#### [DATASET]
^^^^^^^^^^^^^^^^
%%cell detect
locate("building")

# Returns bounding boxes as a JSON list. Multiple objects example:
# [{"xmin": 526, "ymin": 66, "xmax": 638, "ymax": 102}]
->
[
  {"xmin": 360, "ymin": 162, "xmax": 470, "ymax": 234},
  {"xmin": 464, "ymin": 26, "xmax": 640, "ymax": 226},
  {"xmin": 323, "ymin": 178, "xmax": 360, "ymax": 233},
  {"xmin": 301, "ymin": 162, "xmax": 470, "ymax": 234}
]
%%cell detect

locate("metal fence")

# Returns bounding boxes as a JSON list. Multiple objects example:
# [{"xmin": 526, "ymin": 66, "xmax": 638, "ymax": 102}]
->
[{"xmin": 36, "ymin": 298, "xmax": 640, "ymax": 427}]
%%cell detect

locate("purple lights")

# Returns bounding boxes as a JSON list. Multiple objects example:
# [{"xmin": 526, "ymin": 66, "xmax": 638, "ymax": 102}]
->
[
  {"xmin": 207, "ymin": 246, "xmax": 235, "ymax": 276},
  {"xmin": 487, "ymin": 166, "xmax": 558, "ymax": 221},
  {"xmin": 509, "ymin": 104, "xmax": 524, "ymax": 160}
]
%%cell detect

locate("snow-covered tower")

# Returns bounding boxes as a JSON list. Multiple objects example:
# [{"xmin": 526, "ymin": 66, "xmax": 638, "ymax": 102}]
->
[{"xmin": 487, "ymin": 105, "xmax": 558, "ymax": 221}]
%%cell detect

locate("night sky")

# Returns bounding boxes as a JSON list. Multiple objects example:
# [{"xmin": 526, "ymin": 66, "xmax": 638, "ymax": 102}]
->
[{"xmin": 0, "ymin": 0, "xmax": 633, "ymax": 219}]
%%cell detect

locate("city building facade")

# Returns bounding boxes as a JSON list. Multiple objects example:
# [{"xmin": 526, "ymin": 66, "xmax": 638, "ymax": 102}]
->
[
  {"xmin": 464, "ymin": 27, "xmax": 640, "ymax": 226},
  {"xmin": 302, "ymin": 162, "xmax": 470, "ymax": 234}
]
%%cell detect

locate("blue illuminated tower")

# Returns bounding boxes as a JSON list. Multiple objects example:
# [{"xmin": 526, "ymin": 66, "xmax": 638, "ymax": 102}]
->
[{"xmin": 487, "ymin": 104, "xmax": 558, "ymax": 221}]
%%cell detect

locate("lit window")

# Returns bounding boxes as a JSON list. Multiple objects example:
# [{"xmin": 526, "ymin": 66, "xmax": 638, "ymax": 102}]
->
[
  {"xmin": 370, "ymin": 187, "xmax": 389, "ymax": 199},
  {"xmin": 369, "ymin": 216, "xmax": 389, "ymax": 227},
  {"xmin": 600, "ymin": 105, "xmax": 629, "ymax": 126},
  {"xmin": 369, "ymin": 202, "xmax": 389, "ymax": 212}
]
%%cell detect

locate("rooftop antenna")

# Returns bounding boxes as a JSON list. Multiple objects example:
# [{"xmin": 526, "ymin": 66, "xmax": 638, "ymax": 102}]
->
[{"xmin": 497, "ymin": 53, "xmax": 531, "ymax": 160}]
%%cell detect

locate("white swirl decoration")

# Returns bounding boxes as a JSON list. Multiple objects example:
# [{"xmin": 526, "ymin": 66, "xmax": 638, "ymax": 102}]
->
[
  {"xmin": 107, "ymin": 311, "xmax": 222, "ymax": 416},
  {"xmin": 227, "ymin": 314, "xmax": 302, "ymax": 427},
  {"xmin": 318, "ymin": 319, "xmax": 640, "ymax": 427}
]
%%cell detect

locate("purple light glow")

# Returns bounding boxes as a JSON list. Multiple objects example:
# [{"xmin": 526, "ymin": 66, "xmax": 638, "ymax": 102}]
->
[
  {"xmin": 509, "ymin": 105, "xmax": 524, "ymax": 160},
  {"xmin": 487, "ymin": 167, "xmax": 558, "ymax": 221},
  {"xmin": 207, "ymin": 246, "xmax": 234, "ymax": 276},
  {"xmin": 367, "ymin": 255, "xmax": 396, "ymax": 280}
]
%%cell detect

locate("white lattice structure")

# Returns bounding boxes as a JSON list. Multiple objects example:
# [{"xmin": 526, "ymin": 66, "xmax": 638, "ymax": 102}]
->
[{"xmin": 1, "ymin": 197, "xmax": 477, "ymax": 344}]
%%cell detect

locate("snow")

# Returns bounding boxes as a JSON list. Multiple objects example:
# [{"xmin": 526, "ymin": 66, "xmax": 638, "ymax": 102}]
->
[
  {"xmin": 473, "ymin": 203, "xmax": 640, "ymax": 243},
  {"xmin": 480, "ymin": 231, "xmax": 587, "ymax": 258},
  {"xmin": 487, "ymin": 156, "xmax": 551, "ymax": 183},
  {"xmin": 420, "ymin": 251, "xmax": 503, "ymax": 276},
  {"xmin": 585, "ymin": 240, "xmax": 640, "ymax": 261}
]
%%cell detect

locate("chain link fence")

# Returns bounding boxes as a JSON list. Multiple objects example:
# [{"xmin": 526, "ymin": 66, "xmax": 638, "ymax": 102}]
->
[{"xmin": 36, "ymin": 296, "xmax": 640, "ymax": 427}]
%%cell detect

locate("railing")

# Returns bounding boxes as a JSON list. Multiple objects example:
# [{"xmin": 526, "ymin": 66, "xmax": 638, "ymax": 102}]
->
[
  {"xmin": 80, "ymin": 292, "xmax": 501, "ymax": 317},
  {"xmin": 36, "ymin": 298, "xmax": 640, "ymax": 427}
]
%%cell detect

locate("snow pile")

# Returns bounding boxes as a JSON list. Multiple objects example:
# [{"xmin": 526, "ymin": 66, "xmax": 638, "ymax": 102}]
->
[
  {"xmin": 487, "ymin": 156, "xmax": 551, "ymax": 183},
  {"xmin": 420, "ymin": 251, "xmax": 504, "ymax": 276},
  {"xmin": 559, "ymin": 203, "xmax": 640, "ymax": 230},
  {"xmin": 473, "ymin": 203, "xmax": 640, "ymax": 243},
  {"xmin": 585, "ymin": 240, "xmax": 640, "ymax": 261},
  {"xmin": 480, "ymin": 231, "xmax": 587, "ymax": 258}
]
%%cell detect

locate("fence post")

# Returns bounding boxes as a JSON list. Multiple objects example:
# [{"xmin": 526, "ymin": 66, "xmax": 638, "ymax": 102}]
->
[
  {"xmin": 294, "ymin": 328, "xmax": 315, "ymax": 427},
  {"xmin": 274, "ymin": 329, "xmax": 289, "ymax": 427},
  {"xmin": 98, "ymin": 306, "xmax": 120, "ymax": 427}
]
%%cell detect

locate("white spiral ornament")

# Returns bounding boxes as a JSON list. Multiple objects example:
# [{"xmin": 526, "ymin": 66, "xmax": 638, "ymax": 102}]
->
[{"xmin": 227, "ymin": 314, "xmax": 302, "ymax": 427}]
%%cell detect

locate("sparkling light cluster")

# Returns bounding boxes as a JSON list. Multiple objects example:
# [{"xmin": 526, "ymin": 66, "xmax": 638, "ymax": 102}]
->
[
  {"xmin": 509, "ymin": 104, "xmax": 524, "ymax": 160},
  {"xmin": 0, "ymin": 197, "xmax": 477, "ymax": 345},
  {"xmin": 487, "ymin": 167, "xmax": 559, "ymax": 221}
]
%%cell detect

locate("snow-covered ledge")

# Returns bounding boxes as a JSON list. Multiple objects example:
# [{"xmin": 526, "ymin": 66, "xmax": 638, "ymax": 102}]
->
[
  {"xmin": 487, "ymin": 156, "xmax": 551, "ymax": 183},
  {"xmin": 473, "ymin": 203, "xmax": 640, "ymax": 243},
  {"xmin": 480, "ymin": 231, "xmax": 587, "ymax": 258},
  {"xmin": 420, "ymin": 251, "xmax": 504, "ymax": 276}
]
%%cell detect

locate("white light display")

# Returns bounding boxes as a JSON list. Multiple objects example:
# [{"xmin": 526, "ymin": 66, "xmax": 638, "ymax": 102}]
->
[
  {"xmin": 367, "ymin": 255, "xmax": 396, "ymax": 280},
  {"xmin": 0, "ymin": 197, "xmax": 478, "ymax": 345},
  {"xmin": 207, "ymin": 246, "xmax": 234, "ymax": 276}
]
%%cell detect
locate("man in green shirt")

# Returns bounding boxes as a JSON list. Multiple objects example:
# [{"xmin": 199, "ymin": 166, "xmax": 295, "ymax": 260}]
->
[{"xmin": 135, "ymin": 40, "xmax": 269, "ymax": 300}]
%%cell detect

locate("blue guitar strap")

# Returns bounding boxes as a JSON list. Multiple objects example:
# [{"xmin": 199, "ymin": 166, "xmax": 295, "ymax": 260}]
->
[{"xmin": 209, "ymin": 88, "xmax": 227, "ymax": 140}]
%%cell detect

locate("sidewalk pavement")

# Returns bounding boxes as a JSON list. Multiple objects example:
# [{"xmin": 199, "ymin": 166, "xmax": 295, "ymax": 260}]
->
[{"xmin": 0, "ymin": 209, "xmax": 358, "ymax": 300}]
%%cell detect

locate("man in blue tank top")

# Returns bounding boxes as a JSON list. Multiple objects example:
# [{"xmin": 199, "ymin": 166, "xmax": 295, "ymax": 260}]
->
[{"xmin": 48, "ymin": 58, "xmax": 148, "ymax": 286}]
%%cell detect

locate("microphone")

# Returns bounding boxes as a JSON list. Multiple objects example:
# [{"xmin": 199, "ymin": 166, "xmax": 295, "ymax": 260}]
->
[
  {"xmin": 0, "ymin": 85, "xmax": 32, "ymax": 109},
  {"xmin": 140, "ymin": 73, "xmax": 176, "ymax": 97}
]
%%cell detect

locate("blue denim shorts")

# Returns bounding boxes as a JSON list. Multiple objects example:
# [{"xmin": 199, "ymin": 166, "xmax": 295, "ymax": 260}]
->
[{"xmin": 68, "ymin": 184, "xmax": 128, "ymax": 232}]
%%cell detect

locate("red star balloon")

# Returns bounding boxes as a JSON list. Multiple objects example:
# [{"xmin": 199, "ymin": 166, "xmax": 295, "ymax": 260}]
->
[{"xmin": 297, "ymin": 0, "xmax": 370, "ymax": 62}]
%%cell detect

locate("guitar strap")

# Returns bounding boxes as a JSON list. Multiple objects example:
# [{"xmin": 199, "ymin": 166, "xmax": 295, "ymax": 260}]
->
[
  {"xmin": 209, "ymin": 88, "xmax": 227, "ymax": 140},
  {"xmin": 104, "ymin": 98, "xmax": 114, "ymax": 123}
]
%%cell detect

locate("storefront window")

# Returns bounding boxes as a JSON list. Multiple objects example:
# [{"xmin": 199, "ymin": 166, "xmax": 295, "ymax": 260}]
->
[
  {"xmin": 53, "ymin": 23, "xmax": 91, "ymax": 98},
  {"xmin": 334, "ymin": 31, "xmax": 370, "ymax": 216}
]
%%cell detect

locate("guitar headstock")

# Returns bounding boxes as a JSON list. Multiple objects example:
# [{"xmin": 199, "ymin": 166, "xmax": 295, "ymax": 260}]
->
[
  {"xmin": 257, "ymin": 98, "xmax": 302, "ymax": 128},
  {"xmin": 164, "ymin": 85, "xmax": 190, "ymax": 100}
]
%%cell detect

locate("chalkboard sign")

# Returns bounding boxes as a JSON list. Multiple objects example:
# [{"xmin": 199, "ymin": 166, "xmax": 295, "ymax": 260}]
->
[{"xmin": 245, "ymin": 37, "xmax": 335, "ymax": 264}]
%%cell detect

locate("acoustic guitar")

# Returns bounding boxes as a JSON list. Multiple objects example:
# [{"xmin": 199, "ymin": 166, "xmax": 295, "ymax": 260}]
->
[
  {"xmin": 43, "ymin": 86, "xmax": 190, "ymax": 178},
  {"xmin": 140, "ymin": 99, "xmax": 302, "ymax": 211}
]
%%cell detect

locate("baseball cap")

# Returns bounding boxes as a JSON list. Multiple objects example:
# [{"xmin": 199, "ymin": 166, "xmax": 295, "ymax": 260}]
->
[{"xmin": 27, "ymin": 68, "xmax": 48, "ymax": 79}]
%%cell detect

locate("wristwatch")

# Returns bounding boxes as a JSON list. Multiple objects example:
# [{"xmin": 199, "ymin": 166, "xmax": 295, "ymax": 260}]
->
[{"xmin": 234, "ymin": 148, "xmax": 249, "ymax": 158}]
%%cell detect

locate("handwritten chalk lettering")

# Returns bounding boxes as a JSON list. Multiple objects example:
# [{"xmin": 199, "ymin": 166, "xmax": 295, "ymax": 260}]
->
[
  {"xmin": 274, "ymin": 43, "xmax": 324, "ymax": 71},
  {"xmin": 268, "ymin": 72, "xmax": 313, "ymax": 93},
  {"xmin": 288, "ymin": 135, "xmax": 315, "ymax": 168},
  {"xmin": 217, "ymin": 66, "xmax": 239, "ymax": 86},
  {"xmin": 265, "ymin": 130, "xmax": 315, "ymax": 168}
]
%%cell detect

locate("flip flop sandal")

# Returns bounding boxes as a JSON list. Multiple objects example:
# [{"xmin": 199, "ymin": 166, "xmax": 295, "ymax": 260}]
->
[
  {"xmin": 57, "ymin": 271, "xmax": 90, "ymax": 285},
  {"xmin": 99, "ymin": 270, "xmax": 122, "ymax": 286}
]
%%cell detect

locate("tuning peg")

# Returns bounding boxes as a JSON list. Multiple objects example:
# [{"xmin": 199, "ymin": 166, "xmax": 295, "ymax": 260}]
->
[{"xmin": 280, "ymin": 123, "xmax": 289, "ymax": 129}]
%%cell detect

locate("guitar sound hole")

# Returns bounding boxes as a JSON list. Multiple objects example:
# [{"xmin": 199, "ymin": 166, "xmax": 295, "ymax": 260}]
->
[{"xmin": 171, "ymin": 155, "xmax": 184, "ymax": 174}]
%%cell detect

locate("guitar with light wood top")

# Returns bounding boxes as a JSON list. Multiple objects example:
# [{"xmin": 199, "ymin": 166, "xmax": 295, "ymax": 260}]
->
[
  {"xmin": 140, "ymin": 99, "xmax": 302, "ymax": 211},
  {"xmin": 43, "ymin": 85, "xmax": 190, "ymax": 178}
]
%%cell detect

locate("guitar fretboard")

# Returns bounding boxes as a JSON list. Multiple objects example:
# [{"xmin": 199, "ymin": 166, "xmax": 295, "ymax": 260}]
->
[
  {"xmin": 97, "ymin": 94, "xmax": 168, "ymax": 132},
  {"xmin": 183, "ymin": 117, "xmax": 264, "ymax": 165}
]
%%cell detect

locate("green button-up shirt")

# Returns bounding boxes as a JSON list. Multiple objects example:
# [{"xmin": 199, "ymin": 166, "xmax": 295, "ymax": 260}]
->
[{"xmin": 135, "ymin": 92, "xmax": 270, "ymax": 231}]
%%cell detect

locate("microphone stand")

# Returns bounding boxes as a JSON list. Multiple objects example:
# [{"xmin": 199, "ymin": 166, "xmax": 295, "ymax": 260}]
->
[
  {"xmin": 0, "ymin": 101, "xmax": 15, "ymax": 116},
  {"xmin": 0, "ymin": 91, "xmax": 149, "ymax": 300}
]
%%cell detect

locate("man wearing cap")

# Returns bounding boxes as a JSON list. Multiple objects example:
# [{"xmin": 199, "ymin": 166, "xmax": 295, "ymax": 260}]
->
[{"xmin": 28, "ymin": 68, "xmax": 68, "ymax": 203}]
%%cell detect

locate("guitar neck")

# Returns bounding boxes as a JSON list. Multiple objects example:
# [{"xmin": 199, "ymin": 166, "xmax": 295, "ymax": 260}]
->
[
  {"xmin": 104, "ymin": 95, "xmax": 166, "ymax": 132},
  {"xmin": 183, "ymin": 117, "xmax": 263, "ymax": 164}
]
^^^^^^^^^^^^^^^^
#### [EXERCISE PROMPT]
State how many lines of the listing above contain the word "fence". Give only the number.

#### [RESPONSE]
3